(Dataset entries)
────────

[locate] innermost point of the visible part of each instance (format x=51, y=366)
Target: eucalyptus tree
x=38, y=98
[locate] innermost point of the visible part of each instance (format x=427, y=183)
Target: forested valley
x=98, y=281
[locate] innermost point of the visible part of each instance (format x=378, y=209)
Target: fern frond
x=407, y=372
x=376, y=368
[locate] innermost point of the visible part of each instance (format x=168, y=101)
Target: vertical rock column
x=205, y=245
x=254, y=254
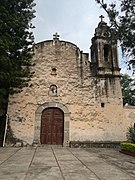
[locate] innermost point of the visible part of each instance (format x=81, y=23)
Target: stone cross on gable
x=102, y=17
x=56, y=36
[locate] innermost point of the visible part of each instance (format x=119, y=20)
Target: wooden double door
x=52, y=126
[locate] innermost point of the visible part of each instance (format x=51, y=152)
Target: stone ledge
x=98, y=144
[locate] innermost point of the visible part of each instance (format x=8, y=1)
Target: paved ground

────────

Problem description - Scan the lines above, and whenever one holds the string "point", copy it.

Response box -
[locate] innermost point of the visible part of each instance (format x=51, y=366)
[locate] innermost point of the visible part of each instance (format x=427, y=183)
[locate] innermost point of the visible part of each instance (format x=378, y=209)
[locate] innermost point of the visible part of each instance (format x=168, y=101)
[locate] innermost point of the visible part of each instance (format x=81, y=23)
[locate] innermost point of the visible part of each instance (format x=119, y=20)
[locate] innermost point of the visible part of each instance (format x=51, y=152)
[locate] innermost point of the visible part of each instance (format x=8, y=1)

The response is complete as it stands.